#### Aim:
Lay out the lines of the material below as a JSON list of strings, one string per line and no blank lines, starting at the line that contains "Identify the corrugated" and ending with the last line of the material. Include only those lines.

#### Provided data:
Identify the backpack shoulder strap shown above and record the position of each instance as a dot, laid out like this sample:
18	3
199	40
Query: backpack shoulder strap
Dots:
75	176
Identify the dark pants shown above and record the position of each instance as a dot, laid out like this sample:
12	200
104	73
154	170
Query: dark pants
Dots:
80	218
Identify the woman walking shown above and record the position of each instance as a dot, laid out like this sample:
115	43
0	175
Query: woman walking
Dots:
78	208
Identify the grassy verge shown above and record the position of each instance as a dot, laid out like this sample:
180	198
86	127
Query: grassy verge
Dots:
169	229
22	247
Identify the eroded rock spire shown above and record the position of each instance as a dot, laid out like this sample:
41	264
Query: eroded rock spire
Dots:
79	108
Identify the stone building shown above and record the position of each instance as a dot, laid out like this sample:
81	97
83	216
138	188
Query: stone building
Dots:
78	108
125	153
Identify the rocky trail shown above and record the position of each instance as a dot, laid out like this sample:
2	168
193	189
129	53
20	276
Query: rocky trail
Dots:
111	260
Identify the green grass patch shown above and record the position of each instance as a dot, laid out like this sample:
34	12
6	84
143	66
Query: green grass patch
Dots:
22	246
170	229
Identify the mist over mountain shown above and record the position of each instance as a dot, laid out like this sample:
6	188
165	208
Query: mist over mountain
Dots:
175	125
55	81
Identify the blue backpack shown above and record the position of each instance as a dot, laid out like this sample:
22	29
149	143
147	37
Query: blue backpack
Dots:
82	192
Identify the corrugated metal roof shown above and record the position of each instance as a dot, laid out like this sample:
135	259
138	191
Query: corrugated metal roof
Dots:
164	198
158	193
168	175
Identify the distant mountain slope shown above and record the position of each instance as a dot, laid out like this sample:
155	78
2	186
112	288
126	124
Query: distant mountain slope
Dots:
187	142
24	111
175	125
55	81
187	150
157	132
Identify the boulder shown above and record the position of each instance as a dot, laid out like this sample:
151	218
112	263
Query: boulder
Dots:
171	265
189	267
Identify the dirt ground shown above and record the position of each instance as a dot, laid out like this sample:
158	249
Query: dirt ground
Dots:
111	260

#### Answer for the task:
[
  "Identify the corrugated metal roof shown above and record the position of each instance as a dot, laid out like this sample:",
  "135\t259",
  "138\t191",
  "Query: corrugated metal roof",
  "Dots:",
  "164\t198",
  "158\t193",
  "168\t175",
  "Identify the distant mountain slope shown above and record the position of each instance as a dot, laid out like this sample:",
  "155\t78",
  "2\t186",
  "112\t288",
  "126\t124",
  "Query: distant mountain slope",
  "Dots:",
  "187\t142",
  "24\t111",
  "175\t125",
  "55\t81",
  "187\t150",
  "157\t132",
  "Identify the boulder shown above and record the position of each instance as a dot, laid out like this sample:",
  "151\t218",
  "112\t263",
  "Query: boulder",
  "Dots:",
  "171\t265",
  "189\t267",
  "Identify the dirt ground shown above and record the position of each instance as a dot, laid out like this sample:",
  "158\t249",
  "Query: dirt ground",
  "Dots:",
  "111\t260"
]